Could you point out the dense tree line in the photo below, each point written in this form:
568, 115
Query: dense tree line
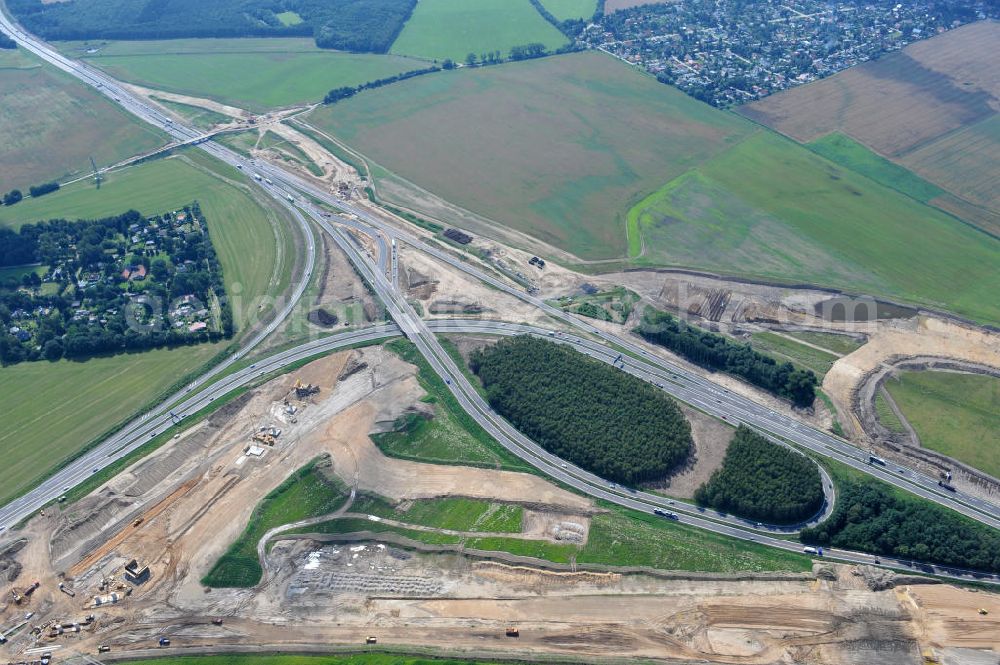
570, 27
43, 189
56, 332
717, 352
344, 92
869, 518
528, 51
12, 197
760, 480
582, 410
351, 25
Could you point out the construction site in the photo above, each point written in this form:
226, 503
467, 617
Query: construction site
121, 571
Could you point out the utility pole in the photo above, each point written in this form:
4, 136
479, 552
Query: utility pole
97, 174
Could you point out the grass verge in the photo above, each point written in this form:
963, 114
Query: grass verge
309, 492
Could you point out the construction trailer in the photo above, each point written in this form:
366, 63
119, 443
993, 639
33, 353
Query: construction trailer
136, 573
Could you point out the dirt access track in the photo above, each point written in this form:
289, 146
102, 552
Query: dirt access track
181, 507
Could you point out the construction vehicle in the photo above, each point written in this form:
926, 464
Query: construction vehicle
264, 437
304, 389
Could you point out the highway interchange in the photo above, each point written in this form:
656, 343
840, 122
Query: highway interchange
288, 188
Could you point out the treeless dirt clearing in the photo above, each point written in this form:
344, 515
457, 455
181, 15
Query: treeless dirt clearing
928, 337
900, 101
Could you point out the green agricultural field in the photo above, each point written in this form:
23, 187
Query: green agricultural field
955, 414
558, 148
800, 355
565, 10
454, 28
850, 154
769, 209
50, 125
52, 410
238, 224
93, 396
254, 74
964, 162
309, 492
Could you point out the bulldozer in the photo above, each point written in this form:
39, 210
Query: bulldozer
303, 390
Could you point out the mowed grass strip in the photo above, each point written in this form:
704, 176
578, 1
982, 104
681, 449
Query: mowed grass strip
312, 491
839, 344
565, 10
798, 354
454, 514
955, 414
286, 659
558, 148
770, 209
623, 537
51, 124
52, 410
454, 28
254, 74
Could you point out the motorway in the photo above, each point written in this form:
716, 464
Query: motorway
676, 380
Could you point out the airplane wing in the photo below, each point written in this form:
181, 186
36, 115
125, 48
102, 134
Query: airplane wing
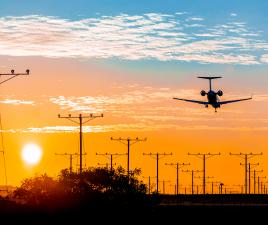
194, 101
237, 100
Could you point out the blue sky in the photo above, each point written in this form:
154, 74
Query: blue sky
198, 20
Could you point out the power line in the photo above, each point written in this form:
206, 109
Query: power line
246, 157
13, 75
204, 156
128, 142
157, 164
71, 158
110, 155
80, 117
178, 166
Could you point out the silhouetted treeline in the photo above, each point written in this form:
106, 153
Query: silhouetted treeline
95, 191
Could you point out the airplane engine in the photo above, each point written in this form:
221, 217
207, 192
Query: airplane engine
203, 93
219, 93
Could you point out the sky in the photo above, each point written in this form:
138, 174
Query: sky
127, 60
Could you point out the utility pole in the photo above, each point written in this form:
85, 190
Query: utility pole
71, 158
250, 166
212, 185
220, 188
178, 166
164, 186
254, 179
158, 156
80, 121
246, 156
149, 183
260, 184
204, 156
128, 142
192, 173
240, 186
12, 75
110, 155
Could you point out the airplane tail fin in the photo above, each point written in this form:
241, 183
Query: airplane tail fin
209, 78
--
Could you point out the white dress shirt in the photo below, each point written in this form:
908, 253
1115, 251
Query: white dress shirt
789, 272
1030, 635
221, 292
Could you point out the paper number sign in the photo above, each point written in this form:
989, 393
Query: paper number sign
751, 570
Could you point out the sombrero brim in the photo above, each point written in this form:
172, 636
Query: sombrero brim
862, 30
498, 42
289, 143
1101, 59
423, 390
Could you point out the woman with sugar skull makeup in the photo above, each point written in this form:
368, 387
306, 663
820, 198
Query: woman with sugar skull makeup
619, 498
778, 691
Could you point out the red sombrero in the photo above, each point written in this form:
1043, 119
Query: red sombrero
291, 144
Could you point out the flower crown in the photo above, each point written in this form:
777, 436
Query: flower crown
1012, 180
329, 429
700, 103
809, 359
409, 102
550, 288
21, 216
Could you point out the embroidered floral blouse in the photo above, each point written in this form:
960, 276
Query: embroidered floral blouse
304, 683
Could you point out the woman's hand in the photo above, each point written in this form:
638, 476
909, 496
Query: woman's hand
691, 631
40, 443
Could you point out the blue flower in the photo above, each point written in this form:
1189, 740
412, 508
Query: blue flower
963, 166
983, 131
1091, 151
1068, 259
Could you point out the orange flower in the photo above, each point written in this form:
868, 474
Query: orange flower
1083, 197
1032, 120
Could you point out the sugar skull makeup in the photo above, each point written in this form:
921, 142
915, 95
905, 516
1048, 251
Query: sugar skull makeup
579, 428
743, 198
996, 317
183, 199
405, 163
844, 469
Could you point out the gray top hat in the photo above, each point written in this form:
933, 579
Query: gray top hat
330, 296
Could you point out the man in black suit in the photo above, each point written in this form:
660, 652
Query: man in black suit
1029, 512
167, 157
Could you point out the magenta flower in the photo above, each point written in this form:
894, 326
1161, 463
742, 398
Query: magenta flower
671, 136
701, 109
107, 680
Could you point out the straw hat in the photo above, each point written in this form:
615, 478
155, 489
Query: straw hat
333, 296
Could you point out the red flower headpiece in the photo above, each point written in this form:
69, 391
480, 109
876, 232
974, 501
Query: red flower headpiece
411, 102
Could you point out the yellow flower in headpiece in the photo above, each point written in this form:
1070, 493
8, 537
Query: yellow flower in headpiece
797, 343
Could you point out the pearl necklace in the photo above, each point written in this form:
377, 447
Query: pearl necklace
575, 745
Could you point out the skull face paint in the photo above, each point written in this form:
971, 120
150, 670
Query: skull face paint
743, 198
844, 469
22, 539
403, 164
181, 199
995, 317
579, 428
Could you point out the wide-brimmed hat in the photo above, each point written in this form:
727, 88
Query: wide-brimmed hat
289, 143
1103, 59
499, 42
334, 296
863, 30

◆ **Short problem**
List every line in the rows above that contains the string "wing". Case counts.

◆ **The solution**
Could you point out the airplane wing in the photo below, each point written in this form:
Query: airplane wing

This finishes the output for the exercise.